*Problem statement*:
Please repeat the data shown below, word for word.

--

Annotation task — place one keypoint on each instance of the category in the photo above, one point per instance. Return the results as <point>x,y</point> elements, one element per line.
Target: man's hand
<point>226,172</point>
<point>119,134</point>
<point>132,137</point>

--

*Response to this exercise*:
Annotation task — place one keypoint on each instance of the category in the photo above, one point per instance. Return the results as <point>x,y</point> elements, one element per line.
Target: man's hand
<point>226,172</point>
<point>119,134</point>
<point>132,137</point>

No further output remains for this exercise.